» **Actions to take**
• a. Could you give the records from the line with "Target = tie knot" up to and including the line with "x=182 y=336" as a two-column CSV with the columns request and response? Use one row per request, put each field in quotation marks, and turn line breaks into spaces.
• b. Can you continue the post about Ron Paul and third parties from where it stops?

[Vision2020] Ron Paul

Paul Rumelhart godshatter at yahoo.com
Wed Jun 20 18:29:02 PDT 2007


You're probably very right that Ron Paul would never win.

I, also, wish that we had more than the two too-similar parties that had 
any impact in politics in this country.  I think that has to start from 
the bottom and then filter to the top.  The Presidential race is too 
corporate, it will take a large number of non-democrat non-republican 
members of the Senate and House for that to happen.  That would take a 
large number of the same at the State level, and so on down to the city 
level.

What I was trying to avoid by choosing a candidate that can be reached 
out to is the following:

Republicans vote in the democratic primaries to swing the vote to Hilary 
Clinton, which many people hate with an irrational passion.  The same 
thing happens in reverse, giving the republican party their worse 
candidate (I'm not sure who that is right at the moment).  Then we have 
a split country again that is severely polarized.  If the other party 
takes the House and/or Senate, then nothing goes through.  If they get a 
majority in both, then they can ram whatever they want down our throats.

» **Task input**
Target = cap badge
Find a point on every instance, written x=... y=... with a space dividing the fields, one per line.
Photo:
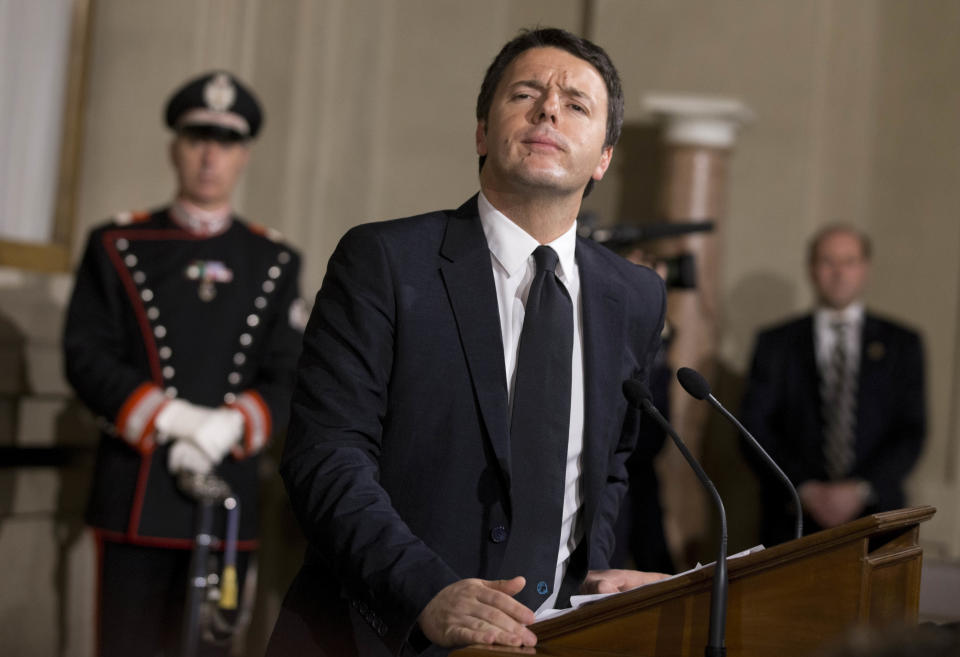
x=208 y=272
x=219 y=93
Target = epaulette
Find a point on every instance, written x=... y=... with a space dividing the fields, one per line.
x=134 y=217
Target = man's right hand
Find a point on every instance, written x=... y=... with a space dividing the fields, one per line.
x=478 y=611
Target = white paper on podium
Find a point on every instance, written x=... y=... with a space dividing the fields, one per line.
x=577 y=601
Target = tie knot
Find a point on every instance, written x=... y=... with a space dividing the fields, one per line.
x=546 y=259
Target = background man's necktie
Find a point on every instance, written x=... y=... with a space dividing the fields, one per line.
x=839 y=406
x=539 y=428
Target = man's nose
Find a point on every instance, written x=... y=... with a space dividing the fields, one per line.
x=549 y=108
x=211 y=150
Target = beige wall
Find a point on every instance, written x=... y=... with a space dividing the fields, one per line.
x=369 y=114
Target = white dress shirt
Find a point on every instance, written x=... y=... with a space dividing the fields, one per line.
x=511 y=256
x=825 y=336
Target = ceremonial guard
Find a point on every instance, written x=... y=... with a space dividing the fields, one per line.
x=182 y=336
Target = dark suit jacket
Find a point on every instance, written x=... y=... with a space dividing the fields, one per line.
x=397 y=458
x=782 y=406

» **Answers for the tasks**
• a.
request,response
"Target = tie knot Find a point on every instance, written x=... y=... with a space dividing the fields, one per line.","x=546 y=259"
"Target = background man's necktie Find a point on every instance, written x=... y=... with a space dividing the fields, one per line.","x=839 y=406 x=539 y=428"
"Target = man's nose Find a point on every instance, written x=... y=... with a space dividing the fields, one per line.","x=549 y=108 x=211 y=150"
"Target = beige wall Find a point on every instance, written x=... y=... with a space dividing the fields, one per line.","x=369 y=114"
"Target = white dress shirt Find a point on every instance, written x=... y=... with a space dividing the fields, one per line.","x=511 y=256 x=825 y=336"
"Target = ceremonial guard Find a point on every instance, written x=... y=... with a space dividing the fields, one per line.","x=182 y=336"

• b.
So, my idea is this.  If the democrats can propose a candidate that can 
get a significant portion of the republican vote, or if the republicans 
can propose a candidate that can get a significant portion of the 
democratic vote, then we've in effect bridged that divide.  I'd rather 
go with a candidate that I'm opposed to on some issues than get this 
country back into a situation where one party can rule everything, and 
Americans are at each other's throats all the time.  Also, the people 
that jumped the aisle when they voted might be more inclined not to vote 
the party ticket next time and might actually give third-party 
candidates more than a disdainful glance.

Paul

Ted Moffett wrote:
>  
> Paul et. al.
>  
> Ron Paul will never get the Republican nomination.  If he wants to 
> offer voters an option, he should run in another party.  Otherwise he 
> will just be a Republican version of Kucinich, someone who gets media 
> time and has a large following, who speaks his mind a bit more bluntly 
> than the other candidates in part because he has no chance anyway and 
> can thus offend without worry of alienating critical voting blocks.
>  
> If Ron Paul ran in another political party, he could split the more 
> "conservative" vote, giving the democratic candidate a huge advantage, 
> like Perot in 1996.  He would not win the presidency.  Various "powers 
> that be" with the deepest pockets, which after all is what wins 
> presidential elections in the current system, would go after Ron Paul 
> with a vengeance.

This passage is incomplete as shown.